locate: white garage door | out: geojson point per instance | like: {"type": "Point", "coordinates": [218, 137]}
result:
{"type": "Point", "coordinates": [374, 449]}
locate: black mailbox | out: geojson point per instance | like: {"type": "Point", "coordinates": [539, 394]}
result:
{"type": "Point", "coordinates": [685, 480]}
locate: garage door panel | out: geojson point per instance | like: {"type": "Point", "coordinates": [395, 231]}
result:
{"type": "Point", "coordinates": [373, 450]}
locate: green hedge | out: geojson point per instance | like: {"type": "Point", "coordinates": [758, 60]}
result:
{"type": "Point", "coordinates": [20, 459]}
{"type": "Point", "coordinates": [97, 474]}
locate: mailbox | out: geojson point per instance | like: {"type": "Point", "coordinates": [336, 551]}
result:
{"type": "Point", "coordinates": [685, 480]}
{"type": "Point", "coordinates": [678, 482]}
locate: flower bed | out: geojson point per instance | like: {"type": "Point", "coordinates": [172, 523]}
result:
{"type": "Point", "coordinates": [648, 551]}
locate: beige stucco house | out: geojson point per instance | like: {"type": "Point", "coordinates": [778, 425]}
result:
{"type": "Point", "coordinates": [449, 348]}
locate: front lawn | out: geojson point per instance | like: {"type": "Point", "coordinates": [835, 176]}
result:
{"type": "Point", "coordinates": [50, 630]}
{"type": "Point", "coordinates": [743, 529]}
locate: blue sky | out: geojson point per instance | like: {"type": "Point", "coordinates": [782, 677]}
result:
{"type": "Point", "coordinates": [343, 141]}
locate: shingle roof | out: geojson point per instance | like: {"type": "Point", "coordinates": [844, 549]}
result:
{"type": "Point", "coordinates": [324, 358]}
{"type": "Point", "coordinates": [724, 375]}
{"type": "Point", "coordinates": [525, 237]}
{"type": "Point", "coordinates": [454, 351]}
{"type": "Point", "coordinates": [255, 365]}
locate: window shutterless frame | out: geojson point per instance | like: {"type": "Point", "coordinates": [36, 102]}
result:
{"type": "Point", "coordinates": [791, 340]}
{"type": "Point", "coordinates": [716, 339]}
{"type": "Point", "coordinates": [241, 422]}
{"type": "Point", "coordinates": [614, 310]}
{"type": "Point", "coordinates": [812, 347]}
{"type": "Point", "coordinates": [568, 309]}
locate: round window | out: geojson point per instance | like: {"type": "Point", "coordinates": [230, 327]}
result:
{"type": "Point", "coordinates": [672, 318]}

> _Required work_: Copy out the records from the line holding "locate: window shutterless" through the last line of the records, both ends included, and nothing else.

> _Answer for this exercise_:
locate: window shutterless frame | out: geojson point per instance | like: {"type": "Point", "coordinates": [36, 102]}
result:
{"type": "Point", "coordinates": [791, 340]}
{"type": "Point", "coordinates": [716, 339]}
{"type": "Point", "coordinates": [241, 422]}
{"type": "Point", "coordinates": [614, 310]}
{"type": "Point", "coordinates": [812, 347]}
{"type": "Point", "coordinates": [568, 309]}
locate: round window | out: geojson point per instance | like: {"type": "Point", "coordinates": [230, 327]}
result:
{"type": "Point", "coordinates": [672, 318]}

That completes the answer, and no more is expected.